_Task details_
Every line of the material is to be repeated exactly as it stands.

--- BEGIN Exercise inputs ---

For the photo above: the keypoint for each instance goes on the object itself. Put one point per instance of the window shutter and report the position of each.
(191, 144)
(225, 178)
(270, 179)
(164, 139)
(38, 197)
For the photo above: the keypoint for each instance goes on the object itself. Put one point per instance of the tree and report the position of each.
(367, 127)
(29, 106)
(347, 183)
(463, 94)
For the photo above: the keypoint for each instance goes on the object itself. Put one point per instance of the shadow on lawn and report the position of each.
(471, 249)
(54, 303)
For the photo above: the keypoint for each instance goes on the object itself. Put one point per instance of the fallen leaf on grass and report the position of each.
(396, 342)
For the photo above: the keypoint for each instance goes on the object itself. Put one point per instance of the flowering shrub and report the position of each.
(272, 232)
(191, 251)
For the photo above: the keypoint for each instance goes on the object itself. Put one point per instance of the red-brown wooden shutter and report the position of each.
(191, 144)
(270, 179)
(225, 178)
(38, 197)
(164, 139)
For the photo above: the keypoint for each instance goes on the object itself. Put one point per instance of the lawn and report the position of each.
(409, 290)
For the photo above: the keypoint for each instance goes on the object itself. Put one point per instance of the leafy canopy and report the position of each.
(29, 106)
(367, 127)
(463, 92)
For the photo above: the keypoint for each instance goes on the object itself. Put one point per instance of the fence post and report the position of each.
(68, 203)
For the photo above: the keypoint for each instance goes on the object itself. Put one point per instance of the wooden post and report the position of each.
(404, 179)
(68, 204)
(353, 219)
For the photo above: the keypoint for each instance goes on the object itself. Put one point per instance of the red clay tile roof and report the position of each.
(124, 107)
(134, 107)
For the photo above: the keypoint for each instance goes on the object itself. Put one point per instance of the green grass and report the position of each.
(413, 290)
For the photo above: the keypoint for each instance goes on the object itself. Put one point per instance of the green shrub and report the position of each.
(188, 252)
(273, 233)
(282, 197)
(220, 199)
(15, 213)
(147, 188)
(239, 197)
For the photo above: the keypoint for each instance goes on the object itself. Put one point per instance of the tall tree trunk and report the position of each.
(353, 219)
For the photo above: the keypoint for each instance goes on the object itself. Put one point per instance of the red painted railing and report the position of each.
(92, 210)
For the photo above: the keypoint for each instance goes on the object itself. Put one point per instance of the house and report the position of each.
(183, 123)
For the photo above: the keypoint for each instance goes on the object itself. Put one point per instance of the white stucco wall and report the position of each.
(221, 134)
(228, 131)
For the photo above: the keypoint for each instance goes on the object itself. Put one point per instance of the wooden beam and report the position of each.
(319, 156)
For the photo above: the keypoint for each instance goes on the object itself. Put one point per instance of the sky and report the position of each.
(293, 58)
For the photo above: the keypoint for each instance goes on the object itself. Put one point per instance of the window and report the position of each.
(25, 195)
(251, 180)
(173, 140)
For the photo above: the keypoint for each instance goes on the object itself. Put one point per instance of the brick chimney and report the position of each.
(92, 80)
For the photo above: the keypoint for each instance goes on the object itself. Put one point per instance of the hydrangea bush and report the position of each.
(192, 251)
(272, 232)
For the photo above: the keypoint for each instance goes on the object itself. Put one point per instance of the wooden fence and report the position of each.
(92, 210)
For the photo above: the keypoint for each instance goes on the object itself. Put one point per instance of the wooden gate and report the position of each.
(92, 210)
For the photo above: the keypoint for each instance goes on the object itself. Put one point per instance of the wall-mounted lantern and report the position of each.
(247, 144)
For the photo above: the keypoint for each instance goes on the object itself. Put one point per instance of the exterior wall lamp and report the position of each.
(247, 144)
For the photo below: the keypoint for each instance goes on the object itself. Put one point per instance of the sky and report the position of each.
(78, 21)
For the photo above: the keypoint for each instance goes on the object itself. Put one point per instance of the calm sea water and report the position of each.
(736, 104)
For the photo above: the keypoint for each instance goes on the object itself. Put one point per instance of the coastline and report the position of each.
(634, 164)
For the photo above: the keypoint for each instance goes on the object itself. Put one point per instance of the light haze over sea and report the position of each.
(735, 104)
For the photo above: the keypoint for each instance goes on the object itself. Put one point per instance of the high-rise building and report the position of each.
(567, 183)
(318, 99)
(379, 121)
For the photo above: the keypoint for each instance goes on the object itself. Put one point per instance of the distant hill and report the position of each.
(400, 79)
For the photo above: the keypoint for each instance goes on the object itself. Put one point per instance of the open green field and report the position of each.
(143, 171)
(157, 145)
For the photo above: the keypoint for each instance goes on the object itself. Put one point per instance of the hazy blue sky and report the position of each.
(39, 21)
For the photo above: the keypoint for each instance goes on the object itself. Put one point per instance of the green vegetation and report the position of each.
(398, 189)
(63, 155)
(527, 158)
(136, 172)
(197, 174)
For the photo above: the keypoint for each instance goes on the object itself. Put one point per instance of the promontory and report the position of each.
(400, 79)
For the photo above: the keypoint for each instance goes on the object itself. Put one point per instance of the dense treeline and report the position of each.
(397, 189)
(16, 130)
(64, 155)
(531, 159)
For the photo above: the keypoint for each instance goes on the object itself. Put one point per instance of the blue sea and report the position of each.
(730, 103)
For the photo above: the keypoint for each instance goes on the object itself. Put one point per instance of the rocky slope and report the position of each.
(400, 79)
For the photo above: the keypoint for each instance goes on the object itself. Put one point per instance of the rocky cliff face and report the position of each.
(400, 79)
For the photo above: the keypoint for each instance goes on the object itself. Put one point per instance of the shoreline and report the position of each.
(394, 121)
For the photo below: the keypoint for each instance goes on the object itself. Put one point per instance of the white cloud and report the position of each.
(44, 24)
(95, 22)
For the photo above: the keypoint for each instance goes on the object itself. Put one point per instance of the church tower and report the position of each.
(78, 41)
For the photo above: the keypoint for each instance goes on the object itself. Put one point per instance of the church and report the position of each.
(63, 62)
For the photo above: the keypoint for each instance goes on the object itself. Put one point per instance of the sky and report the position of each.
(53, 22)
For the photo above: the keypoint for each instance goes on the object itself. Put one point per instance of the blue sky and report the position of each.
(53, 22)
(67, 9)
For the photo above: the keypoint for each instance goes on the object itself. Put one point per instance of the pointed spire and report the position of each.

--- END Exercise inputs ---

_Answer_
For the photo above: the keypoint for each instance goes on the object itself. Put one point per instance of the window shutter and report the position of each.
(191, 144)
(225, 178)
(270, 179)
(164, 139)
(38, 197)
For the photo above: the keypoint for each instance goes on the object itself. Put one point per instance of the tree and report the position of each.
(367, 127)
(29, 106)
(347, 183)
(463, 94)
For the photo above: the keypoint for each instance goes on the object itself. Put one point per instance of the shadow on lawn and report the position of each.
(471, 249)
(54, 303)
For the photo above: the keypoint for each instance goes on the object itself. Put one point per instance of the fallen leaf on grass and report the position of each.
(396, 342)
For the photo above: the keypoint for each instance goes on the object itself. Put one point per instance of the flowering shrub and report the position of each.
(272, 232)
(191, 251)
For the photo above: the keypoint for each instance goes on the object itself. Put one point per instance of the red-brown wooden shutter and report the position of each.
(191, 144)
(270, 179)
(225, 178)
(38, 197)
(164, 139)
For the photo above: the keypoint for each instance goes on the object itself. Put one point per instance of the lawn and report the position of each.
(409, 290)
For the photo above: the keypoint for each instance goes on the object itself. Put one point per instance of the leafy canopy and report the position of each.
(29, 106)
(367, 127)
(463, 92)
For the photo above: the keypoint for each instance goes on the object itself. Put one point per instance of the fence post and report the position of each.
(68, 203)
For the photo above: the keypoint for each instance goes on the object itself. Put one point per instance of the wooden post and report the position of each.
(404, 179)
(68, 204)
(353, 219)
For the photo above: the keypoint for each instance goes on the object itself. Put one point per instance of the red clay tile roof and report the position of each.
(124, 107)
(134, 107)
For the photo above: the keypoint for each instance goes on the object itself. Put one point per instance of the green grass and report the position of each.
(413, 290)
For the photo above: the keypoint for each instance goes on the object itself. Put one point per instance of the green shrub and report the position of each.
(188, 252)
(273, 233)
(282, 197)
(220, 199)
(15, 213)
(147, 188)
(239, 197)
For the photo above: the keypoint for each instance goes on the object itself. Put one point per instance of the tall tree trunk and report the position of each.
(353, 219)
For the photo above: the keypoint for each instance goes on the object itself. Put one point per instance of the red painted railing and report the position of each.
(92, 210)
For the photo above: the keypoint for each instance goes on the object itself. Put one point per instance of the house and report the position of each.
(183, 123)
For the photo above: the keypoint for each instance goes on the object itself. Put one point per instance of the white stucco wall and report the position of each.
(221, 134)
(228, 131)
For the photo above: the keypoint for each instance goes on the object itself. Put one point per instance of the wooden beam and report the position of each.
(319, 156)
For the photo above: the keypoint for each instance goes on the object itself. Put one point per instance of the sky and report the position of each.
(293, 58)
For the photo above: the keypoint for each instance goes on the object itself. Put one point per instance of the window and report the position of each.
(25, 195)
(251, 180)
(173, 140)
For the photo above: the keypoint for each instance goes on the object itself. Put one point per instance of the brick chimney and report the position of each.
(92, 80)
For the photo above: the keypoint for each instance goes on the object itself. Put one point per instance of the hydrangea bush and report the position of each.
(192, 251)
(272, 232)
For the photo above: the keypoint for each instance goes on the object itself. Put one point per instance of the wooden fence and report the position of each.
(92, 210)
For the photo above: the keypoint for each instance goes on the object itself. Put one point per instance of the wooden gate and report the position of each.
(92, 210)
For the photo above: the keypoint for each instance goes on the object itself. Put one point per instance of the wall-mounted lantern and report the position of each.
(247, 144)
For the photo above: the keypoint for each instance goes on the object itself. Put one point per instance of the exterior wall lamp and report the position of each.
(247, 144)
For the photo below: the keypoint for each instance goes on the object itself. Put one point per instance of the sky and report the position of each.
(78, 21)
For the photo above: the keypoint for each instance goes on the object itself. Put one point per instance of the calm sea water and report the position of each.
(736, 104)
For the photo above: the keypoint for each instance goes on the object itself. Put one point per instance of the coastline and report the position of each.
(634, 164)
For the photo above: the keypoint for each instance goes on the object itself. Put one point per instance of the light haze over sea and report the position of each.
(735, 104)
For the photo above: the keypoint for each instance goes on the object itself. Put one point per instance of the high-rise building and report the position of each.
(567, 183)
(318, 99)
(379, 121)
For the photo above: the keypoint for each instance goes on the object itself. Put one point per instance of the distant hill and report the position of each.
(400, 79)
For the photo above: the keypoint for each instance goes on the object itself. Put one point per instance of the open green field and report the position of each.
(143, 171)
(157, 145)
For the photo above: the keypoint for each instance goes on the object itself. Put one point per instance of the hazy blue sky and report the position of each.
(39, 21)
For the photo above: the keypoint for each instance goes on the object itself. Put one point per instance of the green vegetation and report the position of each.
(398, 189)
(63, 155)
(527, 158)
(136, 172)
(197, 174)
For the photo above: the keypoint for each instance goes on the object itself. Put one point per instance of the promontory and report the position of each.
(400, 79)
For the photo above: the keypoint for each instance goes on the object itself. Put one point per instance of the dense treeline and report the position of each.
(397, 189)
(16, 130)
(64, 155)
(531, 159)
For the photo above: the keypoint for each instance goes on the object itself. Put one point per instance of the blue sea and report the position of each.
(730, 103)
For the photo above: the keypoint for each instance goes on the object itself. Put one point per instance of the rocky slope and report the position of each.
(400, 79)
For the photo above: the keypoint for each instance goes on the object itself. Put one point per instance of the rocky cliff face and report the position of each.
(400, 79)
For the photo above: the keypoint for each instance goes on the object itself. Put one point per instance of the shoreline and report the position of each.
(394, 121)
For the photo below: the keypoint for each instance goes on the object itself. Put one point per instance of the white cloud and report the position of each.
(44, 24)
(95, 22)
For the photo above: the keypoint for each instance goes on the object itself. Put one point per instance of the church tower and report the position of each.
(78, 41)
For the photo above: the keypoint for each instance goes on the object itself. Put one point per instance of the church and report the position of each.
(63, 62)
For the photo above: the keypoint for each instance goes on the object itself. Put one point per instance of the sky and report the position of each.
(53, 22)
For the photo above: the keypoint for each instance goes on the object itself. Put one point per instance of the blue sky and report the position of each.
(53, 22)
(67, 9)
For the photo above: the keypoint for each instance goes on the object itself. Put one point per instance of the pointed spire and report the position of each.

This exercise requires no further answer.